**** Provided records ****

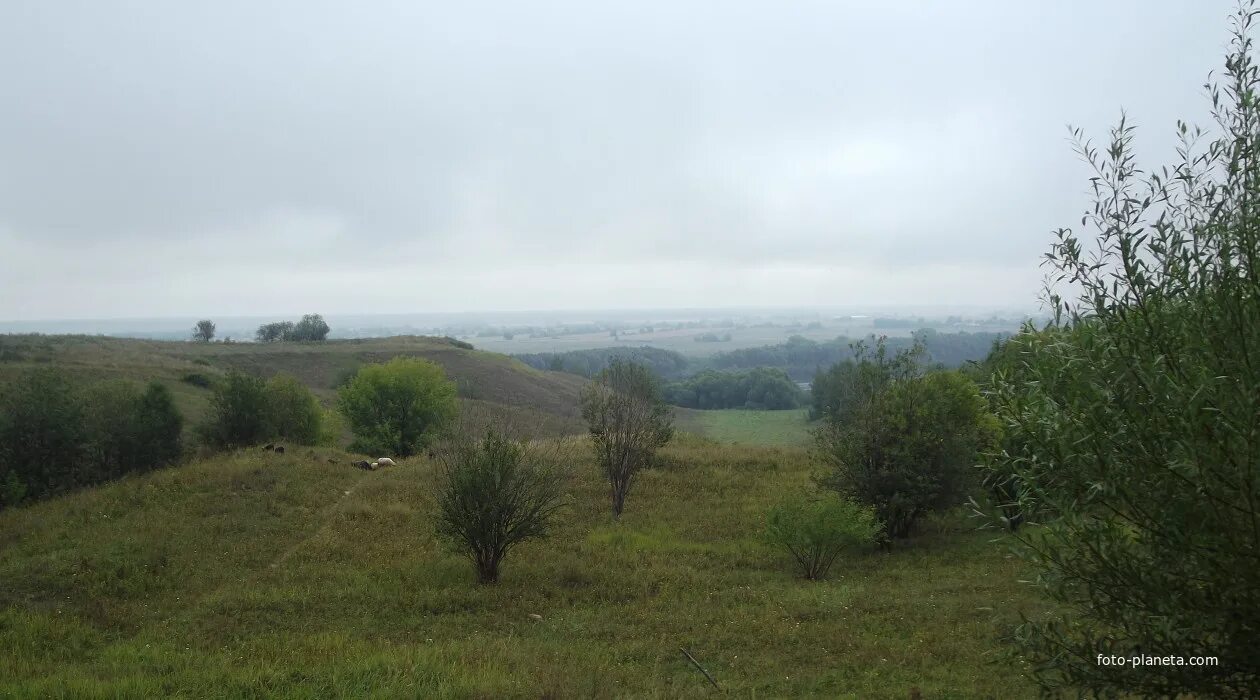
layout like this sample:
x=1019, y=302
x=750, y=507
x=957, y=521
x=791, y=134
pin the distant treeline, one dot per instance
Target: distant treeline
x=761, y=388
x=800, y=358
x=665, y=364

****
**** Provided records ****

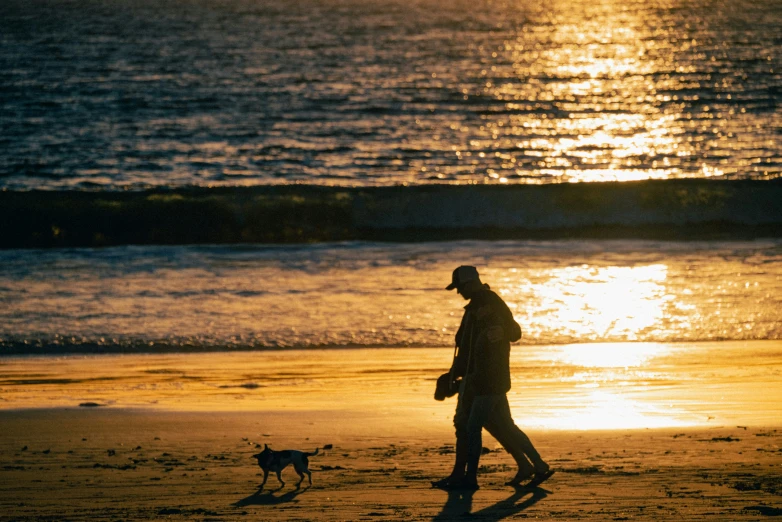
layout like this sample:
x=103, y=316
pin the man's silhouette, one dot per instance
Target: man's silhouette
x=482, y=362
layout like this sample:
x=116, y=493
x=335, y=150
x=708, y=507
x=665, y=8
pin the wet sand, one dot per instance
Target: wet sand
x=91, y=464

****
**** Provided records ****

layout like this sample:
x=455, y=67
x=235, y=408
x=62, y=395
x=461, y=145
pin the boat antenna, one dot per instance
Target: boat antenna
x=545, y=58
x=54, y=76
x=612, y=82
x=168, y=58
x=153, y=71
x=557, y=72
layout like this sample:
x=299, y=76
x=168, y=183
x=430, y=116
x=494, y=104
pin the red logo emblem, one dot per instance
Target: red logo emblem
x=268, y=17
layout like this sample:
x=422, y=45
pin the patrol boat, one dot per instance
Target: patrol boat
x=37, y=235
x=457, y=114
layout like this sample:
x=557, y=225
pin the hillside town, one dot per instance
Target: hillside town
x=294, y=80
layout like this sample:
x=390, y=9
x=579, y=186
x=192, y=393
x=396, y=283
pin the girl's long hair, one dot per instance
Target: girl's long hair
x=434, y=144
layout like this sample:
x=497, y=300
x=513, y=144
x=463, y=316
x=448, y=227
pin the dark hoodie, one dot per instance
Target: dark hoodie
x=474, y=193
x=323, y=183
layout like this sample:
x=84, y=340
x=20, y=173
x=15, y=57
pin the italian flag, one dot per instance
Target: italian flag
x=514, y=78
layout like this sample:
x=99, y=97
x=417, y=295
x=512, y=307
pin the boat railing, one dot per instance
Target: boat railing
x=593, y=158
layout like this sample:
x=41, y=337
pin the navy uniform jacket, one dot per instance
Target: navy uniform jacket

****

Which lines in the listing above contain the string "sand"? Find and copy every one, treating uppercase and lowercase as different.

- **Response to the exercise**
pin the wet sand, one dot per instance
Target: wet sand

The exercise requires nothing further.